Convert the lines of all the items below into a Markdown table with the columns "Row" and "Line," giving each line a row number. Leave out blank lines.

[[ Raw data open ]]

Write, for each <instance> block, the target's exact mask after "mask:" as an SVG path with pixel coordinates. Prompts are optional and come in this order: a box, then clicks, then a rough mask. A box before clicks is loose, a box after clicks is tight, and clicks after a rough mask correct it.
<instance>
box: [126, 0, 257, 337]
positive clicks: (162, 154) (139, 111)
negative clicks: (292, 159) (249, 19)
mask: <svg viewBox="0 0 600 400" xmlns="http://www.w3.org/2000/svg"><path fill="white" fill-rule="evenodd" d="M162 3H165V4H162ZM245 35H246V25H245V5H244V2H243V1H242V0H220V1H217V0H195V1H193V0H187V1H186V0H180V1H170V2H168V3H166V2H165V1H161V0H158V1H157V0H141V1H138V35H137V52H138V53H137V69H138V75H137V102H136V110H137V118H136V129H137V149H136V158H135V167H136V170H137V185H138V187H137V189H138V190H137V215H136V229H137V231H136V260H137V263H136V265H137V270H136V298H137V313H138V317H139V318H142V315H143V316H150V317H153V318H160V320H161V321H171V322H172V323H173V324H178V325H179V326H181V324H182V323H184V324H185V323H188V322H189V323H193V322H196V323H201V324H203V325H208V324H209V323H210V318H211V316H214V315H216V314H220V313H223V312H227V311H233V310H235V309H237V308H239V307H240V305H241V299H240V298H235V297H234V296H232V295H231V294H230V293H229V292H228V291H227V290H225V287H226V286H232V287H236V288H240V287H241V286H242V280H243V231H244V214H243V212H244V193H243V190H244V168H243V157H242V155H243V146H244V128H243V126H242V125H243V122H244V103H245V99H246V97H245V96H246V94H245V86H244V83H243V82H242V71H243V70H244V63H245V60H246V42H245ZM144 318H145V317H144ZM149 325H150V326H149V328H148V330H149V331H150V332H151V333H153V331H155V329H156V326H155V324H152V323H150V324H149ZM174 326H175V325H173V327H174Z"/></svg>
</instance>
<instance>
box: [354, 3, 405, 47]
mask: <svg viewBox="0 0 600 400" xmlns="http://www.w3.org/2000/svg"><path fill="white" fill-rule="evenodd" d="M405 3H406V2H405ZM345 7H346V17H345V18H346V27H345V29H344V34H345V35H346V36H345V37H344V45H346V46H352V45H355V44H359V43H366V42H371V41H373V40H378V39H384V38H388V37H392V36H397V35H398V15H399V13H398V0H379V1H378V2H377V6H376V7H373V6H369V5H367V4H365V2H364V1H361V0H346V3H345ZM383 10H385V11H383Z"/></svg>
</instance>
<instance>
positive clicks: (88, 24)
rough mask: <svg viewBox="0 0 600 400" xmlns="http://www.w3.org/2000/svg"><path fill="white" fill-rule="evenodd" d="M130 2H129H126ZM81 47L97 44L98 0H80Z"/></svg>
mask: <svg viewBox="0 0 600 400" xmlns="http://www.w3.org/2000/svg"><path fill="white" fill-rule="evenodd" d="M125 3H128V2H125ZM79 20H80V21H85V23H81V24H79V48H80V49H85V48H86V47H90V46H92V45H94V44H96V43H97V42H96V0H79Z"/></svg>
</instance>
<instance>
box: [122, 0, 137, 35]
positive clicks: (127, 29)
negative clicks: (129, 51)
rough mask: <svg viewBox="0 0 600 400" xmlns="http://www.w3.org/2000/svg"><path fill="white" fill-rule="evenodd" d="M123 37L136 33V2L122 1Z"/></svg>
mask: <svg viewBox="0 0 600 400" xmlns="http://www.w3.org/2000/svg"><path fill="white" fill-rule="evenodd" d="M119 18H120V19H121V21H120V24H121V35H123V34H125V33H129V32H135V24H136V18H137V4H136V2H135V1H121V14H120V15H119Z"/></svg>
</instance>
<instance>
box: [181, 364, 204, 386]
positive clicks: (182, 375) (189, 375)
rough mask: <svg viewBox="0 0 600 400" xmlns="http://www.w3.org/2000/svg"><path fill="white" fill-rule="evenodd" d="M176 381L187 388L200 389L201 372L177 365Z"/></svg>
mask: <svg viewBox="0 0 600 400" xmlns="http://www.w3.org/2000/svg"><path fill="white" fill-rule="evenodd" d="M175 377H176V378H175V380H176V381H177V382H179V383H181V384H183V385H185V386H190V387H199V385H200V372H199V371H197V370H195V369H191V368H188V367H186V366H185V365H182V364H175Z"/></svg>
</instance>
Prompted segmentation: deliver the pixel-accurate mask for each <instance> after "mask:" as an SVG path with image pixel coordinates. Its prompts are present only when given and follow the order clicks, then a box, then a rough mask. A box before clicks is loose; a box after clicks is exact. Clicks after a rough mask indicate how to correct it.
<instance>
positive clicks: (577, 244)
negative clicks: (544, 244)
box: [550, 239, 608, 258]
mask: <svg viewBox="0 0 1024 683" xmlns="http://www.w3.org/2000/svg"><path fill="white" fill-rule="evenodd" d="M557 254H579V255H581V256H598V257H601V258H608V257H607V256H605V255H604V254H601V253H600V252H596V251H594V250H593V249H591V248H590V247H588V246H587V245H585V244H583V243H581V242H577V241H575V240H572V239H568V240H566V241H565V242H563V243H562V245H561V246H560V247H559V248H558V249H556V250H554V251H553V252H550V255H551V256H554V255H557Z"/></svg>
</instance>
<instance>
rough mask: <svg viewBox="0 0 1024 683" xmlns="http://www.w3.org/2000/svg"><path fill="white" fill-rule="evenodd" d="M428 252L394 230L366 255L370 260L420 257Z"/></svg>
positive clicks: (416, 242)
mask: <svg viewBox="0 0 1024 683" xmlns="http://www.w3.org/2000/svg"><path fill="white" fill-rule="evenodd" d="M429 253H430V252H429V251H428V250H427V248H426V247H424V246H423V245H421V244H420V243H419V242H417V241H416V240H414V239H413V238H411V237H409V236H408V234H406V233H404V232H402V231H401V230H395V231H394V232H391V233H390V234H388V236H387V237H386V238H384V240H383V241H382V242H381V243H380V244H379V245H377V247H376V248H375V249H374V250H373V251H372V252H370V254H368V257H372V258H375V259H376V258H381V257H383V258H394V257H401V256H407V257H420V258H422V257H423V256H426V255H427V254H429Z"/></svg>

[[ Raw data closed ]]

_Problem solution_.
| Row | Line |
|---|---|
| 1 | Write, for each <instance> block, the target's exact mask after "mask:" as an SVG path with pixel coordinates. Prompts are optional and come in this order: a box, then clicks, then a rough mask. A box before clicks is loose, a box after clicks is tight, and clicks after a rough mask correct it. |
| 2 | <instance> |
| 3 | box: [126, 0, 257, 337] |
| 4 | positive clicks: (162, 154) (139, 111) |
| 5 | negative clicks: (292, 159) (249, 19) |
| 6 | mask: <svg viewBox="0 0 600 400" xmlns="http://www.w3.org/2000/svg"><path fill="white" fill-rule="evenodd" d="M162 3H165V4H162ZM245 35H246V25H245V5H244V2H243V1H242V0H220V1H217V0H195V1H193V0H187V1H186V0H180V1H170V2H168V3H166V2H165V1H161V0H158V1H157V0H141V1H138V35H137V52H138V53H137V69H138V75H137V102H136V110H137V118H136V129H137V149H136V158H135V167H136V170H137V185H138V187H137V189H138V190H137V215H136V229H137V231H136V260H137V263H136V265H137V270H136V298H137V313H138V317H139V318H142V315H143V316H150V317H153V318H160V320H161V321H171V322H172V323H173V324H178V325H179V326H181V324H182V323H184V324H185V323H188V322H189V323H193V322H196V323H201V324H203V325H208V324H209V323H210V318H211V316H214V315H216V314H220V313H223V312H227V311H233V310H235V309H237V308H239V307H240V305H241V299H240V298H235V297H234V296H232V295H231V294H230V293H229V292H228V291H227V290H225V287H226V286H232V287H236V288H240V287H241V286H242V280H243V231H244V214H243V212H244V193H243V190H244V168H243V157H242V155H243V146H244V128H243V126H242V125H243V122H244V103H245V99H246V97H245V96H246V94H245V86H244V83H243V82H242V71H243V70H244V63H245V60H246V42H245ZM144 318H145V317H144ZM149 325H150V326H149V328H148V330H149V331H150V332H151V333H153V331H155V329H156V326H155V324H152V323H150V324H149ZM174 326H175V325H173V327H174Z"/></svg> |
| 7 | </instance> |
| 8 | <instance> |
| 9 | box: [354, 3, 405, 47] |
| 10 | mask: <svg viewBox="0 0 600 400" xmlns="http://www.w3.org/2000/svg"><path fill="white" fill-rule="evenodd" d="M405 3H406V2H405ZM345 7H346V17H345V18H346V27H345V29H344V34H345V35H346V36H345V37H344V45H346V46H352V45H355V44H359V43H366V42H371V41H373V40H378V39H384V38H388V37H392V36H397V35H398V15H399V13H398V0H379V1H378V2H377V6H376V7H373V6H369V5H367V4H365V2H364V1H361V0H346V3H345ZM383 10H385V11H383Z"/></svg> |
| 11 | </instance> |
| 12 | <instance> |
| 13 | positive clicks: (88, 24) |
| 14 | rough mask: <svg viewBox="0 0 600 400" xmlns="http://www.w3.org/2000/svg"><path fill="white" fill-rule="evenodd" d="M130 2H129H126ZM81 47L97 44L98 0H80Z"/></svg> |
| 15 | mask: <svg viewBox="0 0 600 400" xmlns="http://www.w3.org/2000/svg"><path fill="white" fill-rule="evenodd" d="M125 3H128V2H125ZM79 20H80V21H85V23H81V24H79V48H80V49H85V48H86V47H90V46H92V45H94V44H96V43H97V42H96V0H79Z"/></svg> |
| 16 | </instance> |
| 17 | <instance> |
| 18 | box: [122, 0, 137, 35] |
| 19 | positive clicks: (127, 29) |
| 20 | negative clicks: (129, 51) |
| 21 | rough mask: <svg viewBox="0 0 600 400" xmlns="http://www.w3.org/2000/svg"><path fill="white" fill-rule="evenodd" d="M123 37L136 33V2L122 1Z"/></svg> |
| 22 | mask: <svg viewBox="0 0 600 400" xmlns="http://www.w3.org/2000/svg"><path fill="white" fill-rule="evenodd" d="M119 18H120V19H121V21H120V24H121V35H123V34H125V33H129V32H135V24H136V18H137V4H136V2H135V1H121V14H120V15H119Z"/></svg> |
| 23 | </instance> |
| 24 | <instance> |
| 25 | box: [181, 364, 204, 386] |
| 26 | positive clicks: (182, 375) (189, 375) |
| 27 | rough mask: <svg viewBox="0 0 600 400" xmlns="http://www.w3.org/2000/svg"><path fill="white" fill-rule="evenodd" d="M176 381L187 388L200 389L201 372L177 365Z"/></svg> |
| 28 | mask: <svg viewBox="0 0 600 400" xmlns="http://www.w3.org/2000/svg"><path fill="white" fill-rule="evenodd" d="M175 377H176V378H175V380H176V381H177V382H179V383H181V384H183V385H185V386H190V387H199V385H200V372H199V371H197V370H195V369H191V368H188V367H186V366H185V365H182V364H175Z"/></svg> |
| 29 | </instance> |
| 30 | Prompted segmentation: deliver the pixel-accurate mask for each <instance> after "mask:" as an SVG path with image pixel coordinates. Its prompts are present only when given and follow the order clicks, then a box, then a rough mask. A box before clicks is loose; a box after clicks is exact. Clicks after a rough mask indicate how to correct it. |
| 31 | <instance> |
| 32 | positive clicks: (577, 244) |
| 33 | negative clicks: (544, 244) |
| 34 | box: [550, 239, 608, 258] |
| 35 | mask: <svg viewBox="0 0 1024 683" xmlns="http://www.w3.org/2000/svg"><path fill="white" fill-rule="evenodd" d="M557 254H579V255H581V256H598V257H601V258H608V257H607V256H605V255H604V254H601V253H600V252H596V251H594V250H593V249H591V248H590V247H588V246H587V245H585V244H583V243H581V242H577V241H575V240H572V239H568V240H566V241H565V242H563V243H562V245H561V246H560V247H559V248H558V249H556V250H554V251H553V252H550V255H551V256H554V255H557Z"/></svg> |
| 36 | </instance> |
| 37 | <instance> |
| 38 | rough mask: <svg viewBox="0 0 1024 683" xmlns="http://www.w3.org/2000/svg"><path fill="white" fill-rule="evenodd" d="M428 252L394 230L366 255L370 260L420 257Z"/></svg> |
| 39 | positive clicks: (416, 242) |
| 40 | mask: <svg viewBox="0 0 1024 683" xmlns="http://www.w3.org/2000/svg"><path fill="white" fill-rule="evenodd" d="M429 253H430V252H429V251H428V250H427V248H426V247H424V246H423V245H421V244H420V243H419V242H417V241H416V240H414V239H413V238H411V237H409V236H408V234H406V233H404V232H402V231H401V230H395V231H394V232H391V233H390V234H388V236H387V237H386V238H384V240H383V241H382V242H381V243H380V244H379V245H377V247H376V248H375V249H374V250H373V251H372V252H370V254H368V257H372V258H375V259H376V258H381V257H383V258H394V257H401V256H407V257H420V258H422V257H423V256H426V255H427V254H429Z"/></svg> |